But all of this is said to be changing with the new method developed by Dr. A. Vania Apkarian, a neuroscientist at SUNY's Upstate Medical University in Syracuse, and Dr. Nikolaus Szeverenyi, a radiological physicist at SUNY in Albany. Volunteers in their studies are subjected to varying degrees of discomfort, and their brains' responses are recorded on an electroencephalogram or imaged by a C.T. scan or M.R.I. But even with such a complex assortment of electronic gadgetry, results depend ultimately on the subjects' description of the degree of pain they feel, which is signaled by how far they separate their opposed thumb and forefinger. The researchers believe that they can correlate the characteristics of the brain patterns with the quantity of pain the patient reports in such a way that the images or electroencephalographic tracings can then be used as an unbiased and therefore; accurate indicator of a patient's discomfort. Interpretations made in this way, the patent document states, create a "quantitative analysis to characterize the brain's representation of pain."

MATERIAL SUPPLIED
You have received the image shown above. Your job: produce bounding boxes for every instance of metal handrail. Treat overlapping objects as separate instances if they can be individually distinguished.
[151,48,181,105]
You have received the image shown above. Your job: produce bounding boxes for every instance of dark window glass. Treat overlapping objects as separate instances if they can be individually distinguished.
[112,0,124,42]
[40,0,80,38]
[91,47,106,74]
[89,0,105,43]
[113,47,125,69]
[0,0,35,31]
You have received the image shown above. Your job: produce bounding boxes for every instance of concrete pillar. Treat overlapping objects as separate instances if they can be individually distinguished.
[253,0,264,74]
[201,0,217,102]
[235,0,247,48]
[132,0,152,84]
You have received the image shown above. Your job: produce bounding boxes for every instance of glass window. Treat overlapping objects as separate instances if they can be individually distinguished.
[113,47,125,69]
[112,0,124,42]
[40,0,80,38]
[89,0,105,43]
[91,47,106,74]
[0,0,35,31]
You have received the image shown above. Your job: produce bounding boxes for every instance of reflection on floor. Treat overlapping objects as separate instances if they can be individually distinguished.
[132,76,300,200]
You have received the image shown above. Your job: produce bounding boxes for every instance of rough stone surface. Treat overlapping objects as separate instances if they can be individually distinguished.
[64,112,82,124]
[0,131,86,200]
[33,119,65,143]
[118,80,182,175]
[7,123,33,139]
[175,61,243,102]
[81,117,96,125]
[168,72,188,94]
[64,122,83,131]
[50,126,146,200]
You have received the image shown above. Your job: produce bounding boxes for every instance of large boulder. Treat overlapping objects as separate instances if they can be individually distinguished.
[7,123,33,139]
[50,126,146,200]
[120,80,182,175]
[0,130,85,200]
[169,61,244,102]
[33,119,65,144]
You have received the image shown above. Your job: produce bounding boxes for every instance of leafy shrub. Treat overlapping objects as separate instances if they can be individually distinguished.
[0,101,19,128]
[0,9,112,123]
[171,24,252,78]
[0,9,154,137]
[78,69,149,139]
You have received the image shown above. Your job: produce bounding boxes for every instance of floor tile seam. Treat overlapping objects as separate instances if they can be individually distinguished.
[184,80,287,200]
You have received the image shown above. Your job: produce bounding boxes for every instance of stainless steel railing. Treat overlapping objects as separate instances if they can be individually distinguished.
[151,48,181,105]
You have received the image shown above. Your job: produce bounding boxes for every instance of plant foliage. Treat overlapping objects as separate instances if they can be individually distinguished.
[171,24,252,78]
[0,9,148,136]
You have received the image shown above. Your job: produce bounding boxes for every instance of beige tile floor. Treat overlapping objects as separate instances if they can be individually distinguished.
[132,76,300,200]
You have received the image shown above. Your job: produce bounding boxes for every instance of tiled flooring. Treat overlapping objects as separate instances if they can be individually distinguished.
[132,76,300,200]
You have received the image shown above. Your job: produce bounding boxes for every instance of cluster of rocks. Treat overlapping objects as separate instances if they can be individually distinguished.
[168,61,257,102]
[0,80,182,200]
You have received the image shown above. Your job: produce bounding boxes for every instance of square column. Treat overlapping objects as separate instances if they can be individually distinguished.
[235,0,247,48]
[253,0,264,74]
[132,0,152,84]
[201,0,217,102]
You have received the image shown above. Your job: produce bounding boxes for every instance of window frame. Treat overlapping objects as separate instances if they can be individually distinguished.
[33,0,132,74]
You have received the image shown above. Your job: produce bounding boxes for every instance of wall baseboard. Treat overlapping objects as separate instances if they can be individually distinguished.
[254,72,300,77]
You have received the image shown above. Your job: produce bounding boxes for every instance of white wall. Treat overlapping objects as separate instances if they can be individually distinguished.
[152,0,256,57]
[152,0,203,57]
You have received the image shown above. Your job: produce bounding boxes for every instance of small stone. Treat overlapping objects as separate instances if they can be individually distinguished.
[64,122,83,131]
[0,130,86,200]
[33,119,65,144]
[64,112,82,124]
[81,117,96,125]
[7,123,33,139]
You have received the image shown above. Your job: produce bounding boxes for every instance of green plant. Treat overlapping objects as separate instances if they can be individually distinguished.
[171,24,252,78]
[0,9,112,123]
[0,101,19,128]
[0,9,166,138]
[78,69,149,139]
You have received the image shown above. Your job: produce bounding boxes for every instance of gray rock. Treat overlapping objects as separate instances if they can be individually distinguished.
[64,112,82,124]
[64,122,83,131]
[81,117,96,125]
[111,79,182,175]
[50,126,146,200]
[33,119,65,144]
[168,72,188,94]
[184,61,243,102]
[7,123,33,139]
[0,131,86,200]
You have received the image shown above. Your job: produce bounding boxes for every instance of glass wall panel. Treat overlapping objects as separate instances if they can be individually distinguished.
* * *
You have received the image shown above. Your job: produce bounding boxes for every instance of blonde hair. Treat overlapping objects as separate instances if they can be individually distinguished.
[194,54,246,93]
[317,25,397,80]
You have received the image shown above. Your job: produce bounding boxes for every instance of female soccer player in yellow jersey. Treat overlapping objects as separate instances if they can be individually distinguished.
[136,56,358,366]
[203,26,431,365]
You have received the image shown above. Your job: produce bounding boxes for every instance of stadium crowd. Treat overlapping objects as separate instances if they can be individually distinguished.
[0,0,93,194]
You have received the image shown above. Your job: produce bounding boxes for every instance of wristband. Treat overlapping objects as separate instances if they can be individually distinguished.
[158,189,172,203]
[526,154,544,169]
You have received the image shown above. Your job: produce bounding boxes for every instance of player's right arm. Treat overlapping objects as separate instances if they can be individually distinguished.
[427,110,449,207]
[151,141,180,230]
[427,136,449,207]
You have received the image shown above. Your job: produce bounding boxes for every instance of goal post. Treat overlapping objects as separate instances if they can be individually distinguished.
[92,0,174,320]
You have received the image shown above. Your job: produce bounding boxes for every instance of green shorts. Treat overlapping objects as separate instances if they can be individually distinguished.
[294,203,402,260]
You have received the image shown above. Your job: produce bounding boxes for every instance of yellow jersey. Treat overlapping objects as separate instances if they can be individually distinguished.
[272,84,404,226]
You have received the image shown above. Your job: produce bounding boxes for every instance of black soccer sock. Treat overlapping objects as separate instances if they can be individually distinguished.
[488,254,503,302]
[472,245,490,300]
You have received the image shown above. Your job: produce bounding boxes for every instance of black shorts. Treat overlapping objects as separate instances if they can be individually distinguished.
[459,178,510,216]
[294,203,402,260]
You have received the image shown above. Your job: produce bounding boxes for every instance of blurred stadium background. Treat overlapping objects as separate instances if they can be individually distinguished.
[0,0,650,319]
...
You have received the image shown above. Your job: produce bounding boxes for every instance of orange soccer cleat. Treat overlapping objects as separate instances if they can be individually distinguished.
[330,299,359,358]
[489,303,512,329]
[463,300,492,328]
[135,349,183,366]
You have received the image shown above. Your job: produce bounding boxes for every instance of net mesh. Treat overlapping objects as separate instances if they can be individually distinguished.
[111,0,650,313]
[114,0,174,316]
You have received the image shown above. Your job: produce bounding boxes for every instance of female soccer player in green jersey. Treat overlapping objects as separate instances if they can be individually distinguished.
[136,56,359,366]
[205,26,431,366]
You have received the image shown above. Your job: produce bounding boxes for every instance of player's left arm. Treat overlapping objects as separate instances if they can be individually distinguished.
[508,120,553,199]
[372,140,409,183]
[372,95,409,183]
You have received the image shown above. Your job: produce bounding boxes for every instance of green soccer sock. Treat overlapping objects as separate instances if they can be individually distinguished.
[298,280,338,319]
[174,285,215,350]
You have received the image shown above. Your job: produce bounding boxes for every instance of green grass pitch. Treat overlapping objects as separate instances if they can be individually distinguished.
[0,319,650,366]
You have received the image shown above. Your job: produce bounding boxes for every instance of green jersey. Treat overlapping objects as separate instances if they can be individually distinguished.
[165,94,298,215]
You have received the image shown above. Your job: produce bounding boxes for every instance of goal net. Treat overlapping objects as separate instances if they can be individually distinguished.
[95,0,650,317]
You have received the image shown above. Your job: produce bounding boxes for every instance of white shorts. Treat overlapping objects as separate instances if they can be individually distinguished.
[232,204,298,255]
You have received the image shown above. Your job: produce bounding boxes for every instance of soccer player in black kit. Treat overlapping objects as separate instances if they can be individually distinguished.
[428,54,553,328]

COMPLETE THE FOLLOWING
1 – In the text on measuring pain, how do volunteers signal the degree of pain they feel?
2 – Carry the text on measuring pain forward from its last sentence.

ANSWERS IN ORDER
1 – By how far they separate their opposed thumb and forefinger.

2 –
Sounds good, doesn't it? The trouble is that the more experience physicians have with the diagnosis and treatment of pain, the more skeptical they are likely to be about the usefulness of the newly developed technology. There is a reason for the present lack of objectivity in pain measurement: The quality measured is in itself not objective. For example, a pinprick delivered with a measurable amount of pressure will produce widely differing perceptions among a group of subjects of differing personality characteristics, or even when applied at different times in the same individual, as surrounding conditions change or even as mood alters. We feel pain in various ways at various times, depending on who we are and the circumstances under which it occurs. Not only that, but even were it possible to make the perceptions exactly the same among a diverse group of people, the ability of each to tolerate similar degrees of perceived pain would vary considerably. In other words, both the amount of pain one feels and the ability to tolerate it are the result of a mix of factors, the subjective or intangible among which are at least as significant as the physical or chemical.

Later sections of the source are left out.